Content starts

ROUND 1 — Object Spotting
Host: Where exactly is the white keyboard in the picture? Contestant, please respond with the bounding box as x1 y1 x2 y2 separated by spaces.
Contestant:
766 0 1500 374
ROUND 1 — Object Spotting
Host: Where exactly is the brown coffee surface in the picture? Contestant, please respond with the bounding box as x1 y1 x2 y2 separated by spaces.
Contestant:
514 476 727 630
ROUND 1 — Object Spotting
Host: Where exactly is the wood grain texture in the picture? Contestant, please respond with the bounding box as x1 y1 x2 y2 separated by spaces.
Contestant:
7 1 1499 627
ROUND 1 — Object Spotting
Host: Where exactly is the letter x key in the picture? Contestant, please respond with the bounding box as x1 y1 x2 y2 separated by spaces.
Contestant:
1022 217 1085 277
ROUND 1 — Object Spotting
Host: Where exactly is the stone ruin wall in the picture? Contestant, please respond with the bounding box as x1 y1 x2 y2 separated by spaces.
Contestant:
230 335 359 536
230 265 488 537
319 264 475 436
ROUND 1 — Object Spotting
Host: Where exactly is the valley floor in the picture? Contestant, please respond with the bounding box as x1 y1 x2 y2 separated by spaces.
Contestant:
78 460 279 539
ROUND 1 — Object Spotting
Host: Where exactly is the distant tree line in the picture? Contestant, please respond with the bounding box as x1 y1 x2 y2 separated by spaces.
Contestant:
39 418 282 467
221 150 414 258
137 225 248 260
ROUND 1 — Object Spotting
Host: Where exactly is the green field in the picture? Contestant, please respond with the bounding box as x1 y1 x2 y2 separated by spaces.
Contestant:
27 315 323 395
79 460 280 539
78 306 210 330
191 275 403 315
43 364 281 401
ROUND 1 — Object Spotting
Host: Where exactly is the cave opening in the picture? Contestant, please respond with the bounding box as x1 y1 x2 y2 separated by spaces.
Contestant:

Content ends

- _Work task_: Report every line from the listing above where the string "exactly" can be found.

- _Output for this exercise_:
Host: Where exactly is the white keyboard in the picture? Contestant, please respond with the bounding box as x1 y1 x2 y2 separated by spaces.
Host: Where exactly is the brown coffee surface in the picture? Contestant, please respond with the bounding box as x1 y1 x2 y2 separated by spaces.
Host: Where exactly is the wood grain texture in the picture? Contestant, please respond with the bounding box as x1 y1 x2 y2 separated by spaces.
Host: Where exactly is the letter x key in the picture? Contestant, please respond with the bounding box as x1 y1 x2 y2 separated by spaces.
Host: Where exactly is the stone ruin wall in the picture? Contestant, please respond with the bounding box as x1 y1 x2 y2 separated by spaces.
Host: Where exactly is the valley floor in the picture? Contestant, please respond with the bounding box as x1 y1 x2 y2 separated by spaces.
Host: Where exactly is the distant tree line in the picture? Contestant, please respond with the bounding box as x1 y1 x2 y2 separated by spaces.
Host: Where exactly is the green field in the picture? Contestant, please respond with the bounding box as x1 y1 x2 y2 separated by spaces.
Host: Where exactly is the cave opening in the picture? Contestant, please respond with the bounding box as x1 y1 x2 y2 separated by spaces.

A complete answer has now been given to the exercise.